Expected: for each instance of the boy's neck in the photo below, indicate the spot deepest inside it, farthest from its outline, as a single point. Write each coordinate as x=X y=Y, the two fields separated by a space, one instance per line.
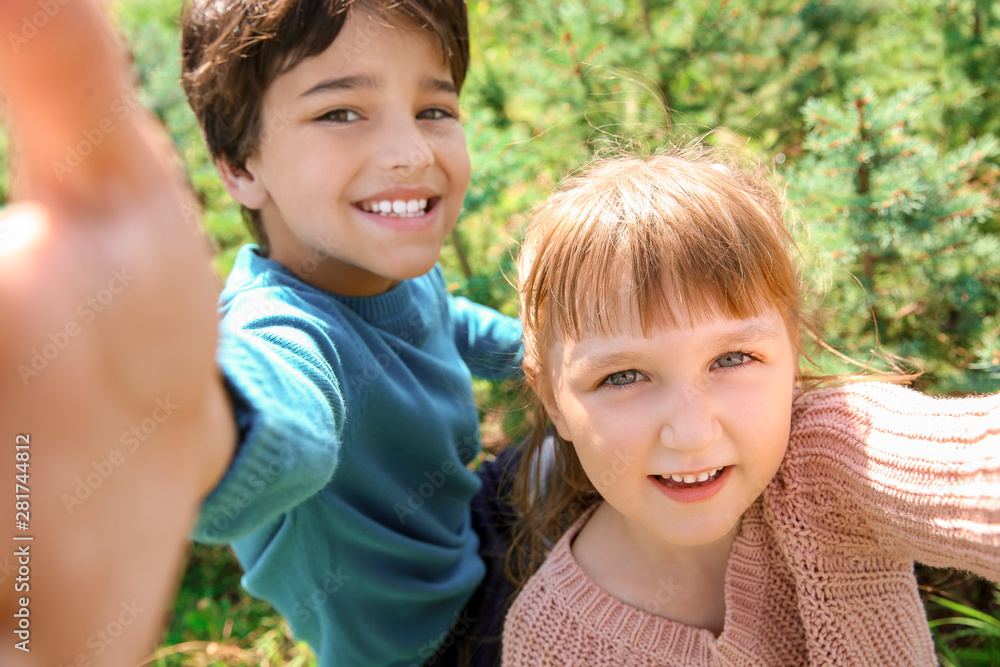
x=332 y=276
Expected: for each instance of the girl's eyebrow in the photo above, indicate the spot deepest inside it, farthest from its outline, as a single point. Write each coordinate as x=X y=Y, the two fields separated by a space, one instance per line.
x=601 y=361
x=750 y=332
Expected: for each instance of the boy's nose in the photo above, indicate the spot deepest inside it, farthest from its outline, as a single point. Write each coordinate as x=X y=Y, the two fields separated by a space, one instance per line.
x=407 y=148
x=689 y=421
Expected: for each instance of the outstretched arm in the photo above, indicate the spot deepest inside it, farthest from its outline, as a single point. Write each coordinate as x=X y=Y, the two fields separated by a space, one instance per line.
x=113 y=420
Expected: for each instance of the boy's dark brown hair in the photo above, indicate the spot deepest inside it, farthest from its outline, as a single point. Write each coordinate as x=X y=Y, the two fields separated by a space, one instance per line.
x=232 y=50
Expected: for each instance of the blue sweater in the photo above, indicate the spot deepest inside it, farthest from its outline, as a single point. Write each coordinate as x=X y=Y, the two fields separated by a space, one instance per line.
x=347 y=502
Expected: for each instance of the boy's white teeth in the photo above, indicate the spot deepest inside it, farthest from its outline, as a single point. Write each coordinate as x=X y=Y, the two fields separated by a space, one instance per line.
x=400 y=208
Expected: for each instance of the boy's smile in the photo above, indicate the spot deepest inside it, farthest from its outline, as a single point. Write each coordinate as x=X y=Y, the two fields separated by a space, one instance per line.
x=679 y=431
x=361 y=167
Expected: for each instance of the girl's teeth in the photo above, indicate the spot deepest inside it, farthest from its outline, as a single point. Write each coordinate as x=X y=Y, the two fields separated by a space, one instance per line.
x=691 y=479
x=396 y=208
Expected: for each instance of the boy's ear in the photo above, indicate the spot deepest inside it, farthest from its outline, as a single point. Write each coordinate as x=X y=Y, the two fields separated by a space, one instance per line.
x=242 y=184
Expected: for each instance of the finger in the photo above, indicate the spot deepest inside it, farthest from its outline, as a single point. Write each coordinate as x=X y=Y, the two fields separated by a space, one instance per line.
x=72 y=112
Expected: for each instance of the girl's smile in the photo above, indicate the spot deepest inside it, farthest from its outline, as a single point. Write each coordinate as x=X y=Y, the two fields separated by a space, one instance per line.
x=681 y=430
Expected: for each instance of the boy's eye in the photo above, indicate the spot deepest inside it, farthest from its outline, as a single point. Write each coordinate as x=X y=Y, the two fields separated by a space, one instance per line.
x=340 y=116
x=732 y=360
x=435 y=114
x=622 y=378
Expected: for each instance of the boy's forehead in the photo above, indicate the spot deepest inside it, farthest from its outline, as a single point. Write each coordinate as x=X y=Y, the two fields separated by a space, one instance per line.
x=358 y=54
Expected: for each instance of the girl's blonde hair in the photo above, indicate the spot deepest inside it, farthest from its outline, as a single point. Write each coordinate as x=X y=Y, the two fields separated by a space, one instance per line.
x=631 y=243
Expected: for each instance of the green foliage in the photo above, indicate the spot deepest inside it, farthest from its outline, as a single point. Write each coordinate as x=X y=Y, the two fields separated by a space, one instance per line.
x=910 y=231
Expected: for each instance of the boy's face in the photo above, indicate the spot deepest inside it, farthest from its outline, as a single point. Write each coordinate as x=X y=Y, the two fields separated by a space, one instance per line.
x=679 y=431
x=361 y=166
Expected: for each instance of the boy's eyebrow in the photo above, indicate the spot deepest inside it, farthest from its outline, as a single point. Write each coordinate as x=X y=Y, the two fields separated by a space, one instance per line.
x=366 y=81
x=352 y=82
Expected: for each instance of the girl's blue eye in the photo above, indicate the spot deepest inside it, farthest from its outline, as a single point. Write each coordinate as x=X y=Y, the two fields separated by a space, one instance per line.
x=435 y=114
x=731 y=360
x=341 y=115
x=622 y=378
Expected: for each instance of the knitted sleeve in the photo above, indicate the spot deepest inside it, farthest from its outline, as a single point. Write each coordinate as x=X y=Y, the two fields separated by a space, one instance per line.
x=281 y=368
x=922 y=473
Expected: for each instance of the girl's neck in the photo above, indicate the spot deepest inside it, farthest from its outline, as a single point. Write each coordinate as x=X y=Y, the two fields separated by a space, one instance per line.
x=682 y=583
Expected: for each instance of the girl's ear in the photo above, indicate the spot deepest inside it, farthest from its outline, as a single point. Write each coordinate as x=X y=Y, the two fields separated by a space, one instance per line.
x=547 y=396
x=242 y=183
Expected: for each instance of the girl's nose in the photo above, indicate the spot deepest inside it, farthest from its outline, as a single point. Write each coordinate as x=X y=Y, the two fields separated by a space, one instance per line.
x=690 y=420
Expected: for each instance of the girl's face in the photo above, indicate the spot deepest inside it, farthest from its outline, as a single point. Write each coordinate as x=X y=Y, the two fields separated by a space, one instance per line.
x=679 y=431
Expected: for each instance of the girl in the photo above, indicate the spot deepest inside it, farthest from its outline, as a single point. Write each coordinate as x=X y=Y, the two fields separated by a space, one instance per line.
x=722 y=509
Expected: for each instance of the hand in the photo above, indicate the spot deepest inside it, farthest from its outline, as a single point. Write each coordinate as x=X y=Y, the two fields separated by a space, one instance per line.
x=107 y=341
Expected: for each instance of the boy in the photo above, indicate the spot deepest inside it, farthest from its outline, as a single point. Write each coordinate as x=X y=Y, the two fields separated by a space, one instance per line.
x=335 y=125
---------------
- [WHAT YOU ARE ASKED TO DO] Recast all the lines above as a Markdown table with the columns Row and Line, giving each line a row number and skipping blank lines. Leave the pictures out of the table.

- [SOLUTION TO THE PROBLEM]
| Row | Line |
|---|---|
| 1 | Expected: for each instance of the boy's neck in the photo below, indicate the spot deepest inside it, farthest from its outline, as a single point. Write each coordinate as x=X y=Y, the two fields separated by a space, one instance per line. |
| 2 | x=332 y=276 |
| 3 | Expected: for each instance of the girl's eyebrow in the photo above, indicate the spot deepest inside it, farthest from its outline, as a single point. Write each coordinate as x=X y=Y, the two fields separated by a space, one instance per line. |
| 4 | x=601 y=361 |
| 5 | x=750 y=332 |
| 6 | Expected: for each instance of the boy's nose in the photo above, indicate the spot deepest inside it, farthest from its outline, as a single point. Write each coordinate as x=X y=Y, the two fields separated by a space, one instance per line. |
| 7 | x=407 y=148 |
| 8 | x=689 y=421 |
| 9 | Expected: for each instance of the outstretched arm in the photo above, indicate the spot deepest inside it, farthest from its outline, as a single point. Write each coordinate as x=X y=Y, the two fields separated by a space, one instance per line. |
| 10 | x=113 y=420 |
| 11 | Expected: for each instance of the boy's dark brown hair in the photo above, indicate the spot deepest inside it, farthest from its outline, as a single point. Write each coordinate as x=X y=Y, the two fields separated by a space, one instance per line. |
| 12 | x=232 y=50 |
| 13 | Expected: for each instance of the blue sweater in the photo above, indicate the spot deepest inside it, farthest from its outline, as a single point. Write each coordinate as x=X y=Y, the two fields separated by a space, one instance per line. |
| 14 | x=347 y=502 |
| 15 | Expected: for each instance of the boy's white teeth in the photo above, indicate the spot deepest inside it, farthest from its outline, as a single point. Write each coordinate as x=X y=Y, the two fields separated by a space, one instance per line. |
| 16 | x=400 y=208 |
| 17 | Expected: for each instance of the boy's smile in the photo above, indicate the spot deepest inside it, farthest from its outline, as a single point. Write each coordinate as x=X y=Y, the two fields separated by a space, one instance per line. |
| 18 | x=679 y=431 |
| 19 | x=361 y=167 |
| 20 | Expected: for each instance of the girl's teeth in the photo above, indicate the spot deepest inside it, farthest from its outline, as a single point. Write each coordinate as x=X y=Y, the two fields separated by a space, one instance per line. |
| 21 | x=691 y=479 |
| 22 | x=396 y=208 |
| 23 | Expected: for each instance of the boy's ear in the photo above, indicate the spot deepest inside it, farthest from its outline, as a single point. Write each coordinate as x=X y=Y, the two fields separated by a space, one instance per line. |
| 24 | x=242 y=184 |
| 25 | Expected: for each instance of the finger in the photo above, indicate the spot deepest inside it, farthest from its outline, as a single point. Write each coordinate as x=X y=Y, the two fields separated by a space, one instance per line. |
| 26 | x=72 y=112 |
| 27 | Expected: for each instance of the girl's smile in the photo above, indicate the spot deepest inside it, farthest from its outline, as a single point. Write each coordinate as x=X y=Y, the two fields separated by a space, one instance per line. |
| 28 | x=681 y=430 |
| 29 | Expected: for each instance of the boy's eye in the photo above, indicate the spot deepest inside it, farthest from its outline, as a single point. Write each coordinate as x=X y=Y, the two fields separated by a space, one instance per line. |
| 30 | x=340 y=116 |
| 31 | x=732 y=360 |
| 32 | x=435 y=114 |
| 33 | x=622 y=378 |
| 34 | Expected: for each instance of the boy's forehead in the photo above, indicate the spot deepest inside it, farthest from its outline, as a single point. Write each coordinate as x=X y=Y, the two fields separated by a space, one instance per line. |
| 35 | x=358 y=54 |
| 36 | Expected: for each instance of the girl's blonde hair in the photo above, indicate the spot deepest inside it, farthest from its outline, as a single point. Write each coordinate as x=X y=Y, the two fields separated by a space, one instance per line. |
| 37 | x=631 y=243 |
| 38 | Expected: for each instance of the green foliage in the photo above, indicate the spot deepest inside it, farthest from its outline, as a single point. Write each coordinate as x=X y=Y, the two fields separated by a space, one instance per line. |
| 39 | x=910 y=231 |
| 40 | Expected: for each instance of the boy's face in the photo above, indicate the spot deepest inside it, farthest from its outline, as a single point. Write each coordinate as x=X y=Y, the two fields separated by a space, one instance per line. |
| 41 | x=679 y=431 |
| 42 | x=361 y=166 |
| 43 | Expected: for each instance of the boy's eyebrow in the photo above, indicate the spot deepest inside it, farthest from its outline, as a single point. Write each coordinate as x=X y=Y, the two fields separated by a space, one instance per line. |
| 44 | x=366 y=81 |
| 45 | x=352 y=82 |
| 46 | Expected: for each instance of the girl's blue eye in the photo above, indicate the spot deepest inside it, farthest from its outline, as a single point. Write each coordinate as x=X y=Y, the two fields separated by a space, one instance per line. |
| 47 | x=435 y=114 |
| 48 | x=731 y=360 |
| 49 | x=341 y=115 |
| 50 | x=622 y=378 |
| 51 | Expected: for each instance of the knitted sleeve in the photo above, indicate the spot deepest inside it, farthest from its outline, as a single point. Write each coordinate as x=X y=Y, the two fields separated by a space, one instance per line. |
| 52 | x=281 y=368 |
| 53 | x=922 y=473 |
| 54 | Expected: for each instance of the girl's neck in the photo above, indicate the spot deepest inside it, farthest from its outline, as a single point. Write each coordinate as x=X y=Y, the two fields separated by a space, one instance per line. |
| 55 | x=682 y=583 |
| 56 | Expected: for each instance of the girl's ear in the photo above, indicate the spot deepest inside it, farthest from its outline, as a single point. Write each coordinate as x=X y=Y, the two fields separated by a space, one instance per line. |
| 57 | x=547 y=396 |
| 58 | x=242 y=183 |
| 59 | Expected: for each instance of the girl's nose in the photo above, indicate the spot deepest inside it, farthest from its outline, as a single point. Write each coordinate as x=X y=Y, the two fields separated by a space, one instance per line. |
| 60 | x=690 y=420 |
| 61 | Expected: for each instance of the girl's face in the photo above, indicate the spot deepest inside it, farthest from its outline, as a single point. Write each coordinate as x=X y=Y, the two fields separated by a space, one instance per line. |
| 62 | x=679 y=431 |
| 63 | Expected: for each instance of the girl in the photo above, indicate the spot deepest inside it, farthest from its outline, as a single point. Write each coordinate as x=X y=Y, the two fields separated by a space, one instance per line. |
| 64 | x=722 y=509 |
| 65 | Expected: for each instance of the hand in the photo above, indicate the spot deepest inside it, farthest from its outline, as a single point. Write each coordinate as x=X y=Y, the two fields separated by a space, one instance per line. |
| 66 | x=107 y=341 |
| 67 | Expected: for each instance of the boy in the photo above, indicate the spot deepest inside it, farthest from its outline, as a single point. Write each coordinate as x=X y=Y, the two fields separated by a space, one instance per line. |
| 68 | x=335 y=125 |